## Your instructions
From the rows below, pick out each line containing the word "Query" and copy it in full. Match the word's capitalization exactly.
— START Entries supplied —
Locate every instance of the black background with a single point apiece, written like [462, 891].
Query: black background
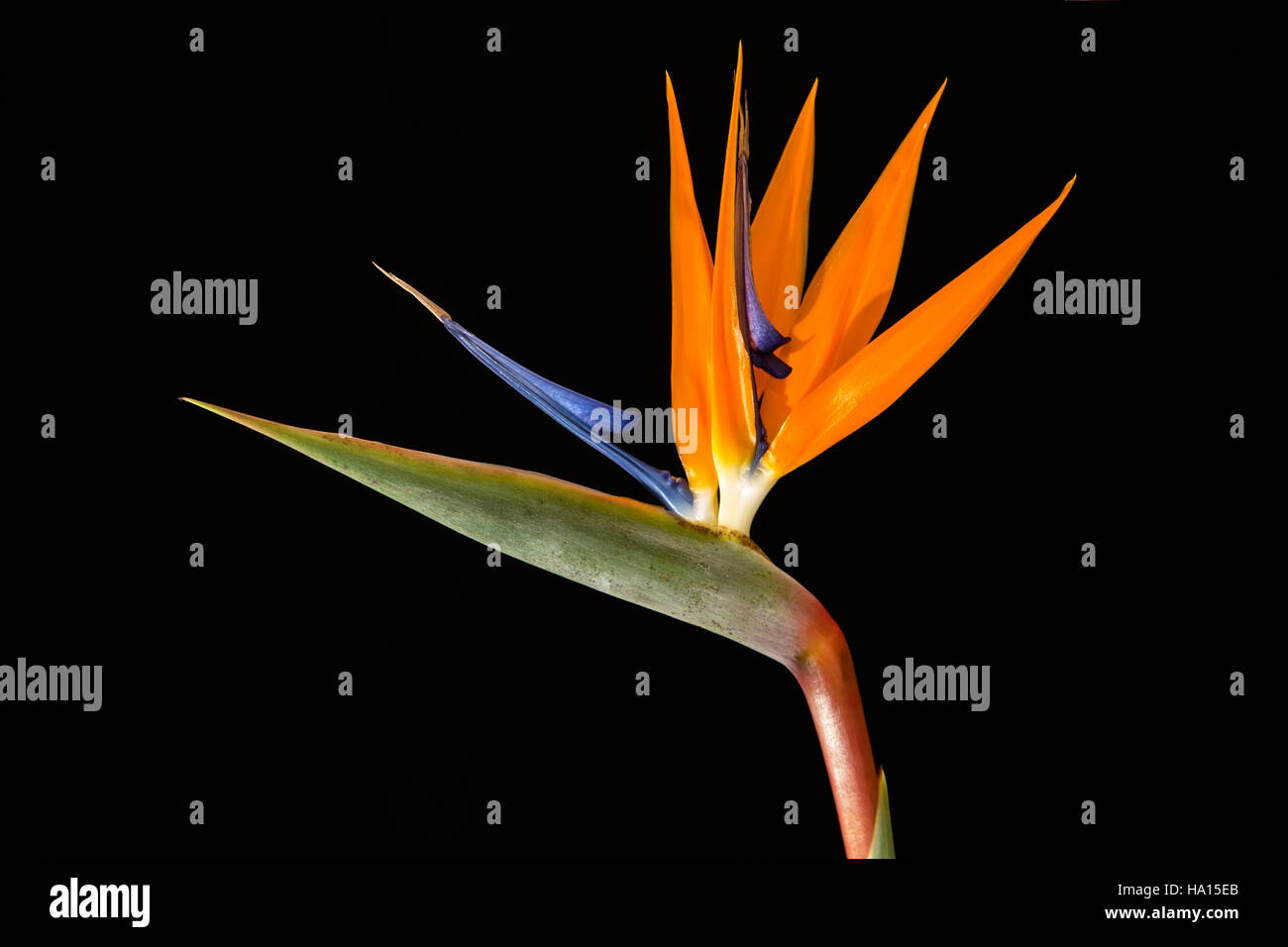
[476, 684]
— END Entries supplied —
— START Entries supplied —
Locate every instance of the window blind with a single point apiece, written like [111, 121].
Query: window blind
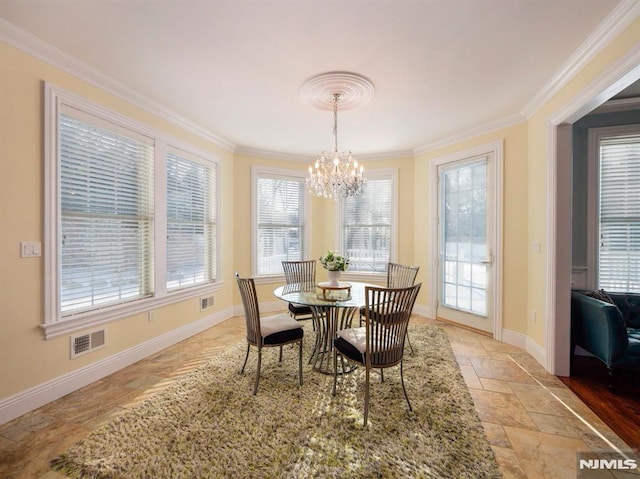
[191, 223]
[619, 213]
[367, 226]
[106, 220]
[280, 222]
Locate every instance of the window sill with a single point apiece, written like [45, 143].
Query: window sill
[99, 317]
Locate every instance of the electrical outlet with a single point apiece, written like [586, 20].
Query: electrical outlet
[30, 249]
— END Entries supplied —
## Written solution
Query: black background
Query: window blind
Query: window sill
Query: electrical outlet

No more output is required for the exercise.